Text segment:
Towards a sex and gender sensitive approach of cardiac rehabilitation
Lack of research on outcomes of women during cardiac rehabilitation:
Cardiac rehabilitation is essential for patients after cardiovascular disease. Substantial benefits of cardiac rehabilitation on lipid profile, blood pressure, quality of life, mortality, and hospital readmissions were shown.
For decades, cardiovascular disease has been seen as a men’s disease. Enrolment of women in clinical CVD trials is low. In three large cardiac rehabilitation trials performed over the past years in the Netherlands, participation of women was only between 19%-21%. These percentages are much lower than the proportion of women eligible for cardiac rehabilitation. Still, outcomes of studies have been generalized to both sexes. The current cardiac rehabilitation guidelines are based on research performed in populations mainly consisting of men. It is known that sex and gender differences exist in health outcomes and behaviours. When entering cardiac rehabilitation, women are older, have a higher blood pressure, a higher cholesterol, a lower exercise capacity, and have more psychosocial problems. Furthermore, several studies have shown that women are less likely to be referred and adhere to cardiac rehabilitation. Only few studies focused on sex and gender differences in outcomes of cardiac rehabilitation. It has been suggested that women might benefit less from cardiac rehabilitation. There seems to be a sex (or gender) gap: women may be in greater need of cardiac rehabilitation, but seem less likely to participate, adhere and benefit. More in-depth research on both sex and gender differences in cardiac rehabilitation outcomes is warranted to further develop evidence-based cardiac rehabilitation.

Exercise brief: Reproduce the passage on cardiac rehabilitation in women, starting with "Towards a sex" and going on through "readmissions were shown.".

[Stored dataset items]
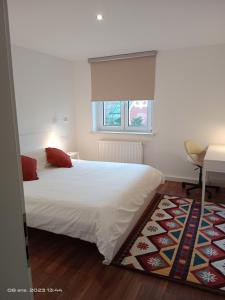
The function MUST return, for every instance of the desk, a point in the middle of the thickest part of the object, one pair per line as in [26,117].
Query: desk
[214,161]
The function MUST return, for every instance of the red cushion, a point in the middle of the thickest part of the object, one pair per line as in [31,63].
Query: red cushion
[29,168]
[58,158]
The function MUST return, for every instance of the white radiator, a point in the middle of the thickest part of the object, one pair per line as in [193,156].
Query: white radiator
[121,151]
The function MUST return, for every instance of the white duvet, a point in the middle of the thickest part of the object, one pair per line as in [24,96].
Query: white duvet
[93,201]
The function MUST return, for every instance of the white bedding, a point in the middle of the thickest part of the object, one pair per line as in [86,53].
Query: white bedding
[93,201]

Response:
Towards a sex and gender sensitive approach of cardiac rehabilitation
Lack of research on outcomes of women during cardiac rehabilitation:
Cardiac rehabilitation is essential for patients after cardiovascular disease. Substantial benefits of cardiac rehabilitation on lipid profile, blood pressure, quality of life, mortality, and hospital readmissions were shown.